#### Data provided ####

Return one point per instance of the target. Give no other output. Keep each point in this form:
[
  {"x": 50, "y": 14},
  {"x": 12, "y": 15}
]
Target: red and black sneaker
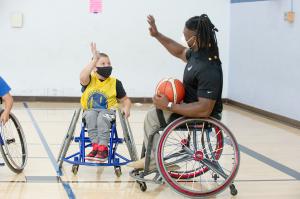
[
  {"x": 102, "y": 153},
  {"x": 93, "y": 153}
]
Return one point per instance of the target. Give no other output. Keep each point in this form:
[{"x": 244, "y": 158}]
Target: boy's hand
[
  {"x": 126, "y": 113},
  {"x": 4, "y": 117},
  {"x": 152, "y": 29},
  {"x": 94, "y": 51}
]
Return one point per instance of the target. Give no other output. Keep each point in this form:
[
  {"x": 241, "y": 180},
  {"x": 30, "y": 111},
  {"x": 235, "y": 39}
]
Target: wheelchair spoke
[{"x": 214, "y": 167}]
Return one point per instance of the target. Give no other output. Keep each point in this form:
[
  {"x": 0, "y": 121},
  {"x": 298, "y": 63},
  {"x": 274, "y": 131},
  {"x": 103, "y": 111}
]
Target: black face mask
[{"x": 104, "y": 71}]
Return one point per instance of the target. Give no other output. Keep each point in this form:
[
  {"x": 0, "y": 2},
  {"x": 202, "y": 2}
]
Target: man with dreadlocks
[{"x": 202, "y": 79}]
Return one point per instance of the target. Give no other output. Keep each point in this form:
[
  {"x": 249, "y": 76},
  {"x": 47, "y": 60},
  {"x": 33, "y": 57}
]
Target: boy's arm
[
  {"x": 8, "y": 103},
  {"x": 86, "y": 71},
  {"x": 126, "y": 104}
]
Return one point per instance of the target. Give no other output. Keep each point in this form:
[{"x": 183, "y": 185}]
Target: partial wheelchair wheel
[
  {"x": 142, "y": 185},
  {"x": 203, "y": 153},
  {"x": 118, "y": 171},
  {"x": 13, "y": 144},
  {"x": 233, "y": 190},
  {"x": 75, "y": 168}
]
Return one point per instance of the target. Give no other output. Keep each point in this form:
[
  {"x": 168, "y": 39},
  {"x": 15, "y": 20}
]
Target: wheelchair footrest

####

All of the records above are to be printed exactly, with every picture omitted.

Return one point per instance of the target. Give no other output. Keep each point in this form:
[
  {"x": 50, "y": 14},
  {"x": 12, "y": 15}
]
Target: red and black sneaker
[
  {"x": 102, "y": 153},
  {"x": 93, "y": 153}
]
Return one point per instance of the target. Give no other output. Keep each point in this form:
[{"x": 244, "y": 158}]
Target: boy's hand
[
  {"x": 126, "y": 113},
  {"x": 4, "y": 117},
  {"x": 152, "y": 29},
  {"x": 94, "y": 51}
]
Return one point per instance of the target. Give no other output. Keep each point in this form:
[
  {"x": 241, "y": 180},
  {"x": 30, "y": 111},
  {"x": 235, "y": 39}
]
Target: wheelchair spoke
[{"x": 214, "y": 167}]
Return one point per instance of the target. Give no other output. Keep each point in this form:
[
  {"x": 0, "y": 121},
  {"x": 298, "y": 63},
  {"x": 274, "y": 131},
  {"x": 103, "y": 111}
]
Target: black face mask
[{"x": 104, "y": 71}]
Return one point per instance of the target. Give no other output. Keep each point in this form:
[
  {"x": 0, "y": 2},
  {"x": 202, "y": 2}
]
Target: man with dreadlocks
[{"x": 202, "y": 79}]
Return one point per instance of the target. Give no other output. Keep each point in this form:
[
  {"x": 249, "y": 76},
  {"x": 47, "y": 60},
  {"x": 33, "y": 57}
]
Target: boy's arm
[
  {"x": 8, "y": 103},
  {"x": 86, "y": 71},
  {"x": 126, "y": 104}
]
Return one point per instance of the target. Give no other output. Keep each point in this form:
[{"x": 183, "y": 185}]
Target: partial wheelchair wheel
[
  {"x": 142, "y": 185},
  {"x": 203, "y": 153},
  {"x": 118, "y": 171},
  {"x": 13, "y": 144},
  {"x": 233, "y": 190},
  {"x": 75, "y": 168}
]
Return one point per instance of the target. Give no other output. Keep each point in this form:
[
  {"x": 168, "y": 39},
  {"x": 15, "y": 20}
]
Target: wheelchair footrest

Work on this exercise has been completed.